# Exercise description:
Please restate the records below word for word, leaving out every picture.

[Collected data]
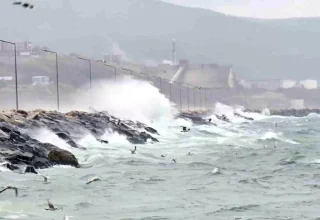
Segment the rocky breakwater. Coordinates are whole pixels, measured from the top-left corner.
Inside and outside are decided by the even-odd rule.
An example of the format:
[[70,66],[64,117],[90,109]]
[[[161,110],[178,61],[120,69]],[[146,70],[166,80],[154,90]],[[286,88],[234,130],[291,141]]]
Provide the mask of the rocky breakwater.
[[320,109],[281,109],[281,110],[270,110],[271,115],[281,116],[293,116],[293,117],[305,117],[311,113],[320,114]]
[[[193,124],[203,125],[209,124],[209,118],[211,111],[193,111],[193,112],[180,112],[176,118],[183,118],[187,120],[191,120]],[[206,119],[208,118],[208,119]]]
[[[36,169],[53,165],[80,167],[77,158],[69,151],[49,143],[42,143],[30,137],[35,129],[48,129],[64,140],[70,147],[86,150],[77,144],[84,135],[91,134],[97,141],[108,129],[127,137],[132,144],[145,144],[147,141],[158,142],[153,134],[157,130],[140,122],[122,121],[107,112],[87,113],[72,111],[22,111],[0,112],[0,163],[9,169],[20,166],[32,166]],[[17,166],[18,165],[18,166]]]
[[[261,110],[245,110],[246,112],[261,113]],[[280,109],[280,110],[270,110],[270,115],[280,115],[280,116],[292,116],[292,117],[305,117],[312,113],[320,114],[320,109]]]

# Answer for the task:
Segment the rocky breakwater. Coordinates are whole pixels, measured from the top-left corner.
Inside and outside are decided by the even-odd rule.
An example of the format:
[[70,66],[64,117],[90,109]]
[[[161,110],[178,61],[120,69]],[[146,70],[166,80],[154,90]],[[286,88],[234,130],[291,141]]]
Provide the mask of the rocky breakwater.
[[320,109],[281,109],[281,110],[270,110],[271,115],[281,116],[293,116],[293,117],[305,117],[311,113],[320,114]]
[[[193,124],[203,125],[209,124],[209,118],[211,111],[193,111],[193,112],[180,112],[176,118],[183,118],[187,120],[191,120]],[[206,119],[208,118],[208,119]]]
[[[36,169],[53,165],[80,167],[77,158],[69,151],[49,143],[42,143],[30,137],[35,129],[48,129],[64,140],[70,147],[86,150],[77,144],[84,135],[91,134],[97,141],[108,129],[127,137],[132,144],[145,144],[147,141],[158,142],[153,134],[157,130],[140,122],[122,121],[107,112],[87,113],[72,111],[22,111],[0,112],[0,163],[9,169],[20,166],[32,166]],[[17,166],[18,165],[18,166]]]
[[[261,110],[245,110],[246,112],[261,113]],[[280,109],[280,110],[270,110],[270,115],[280,115],[280,116],[292,116],[292,117],[305,117],[312,113],[320,114],[320,109]]]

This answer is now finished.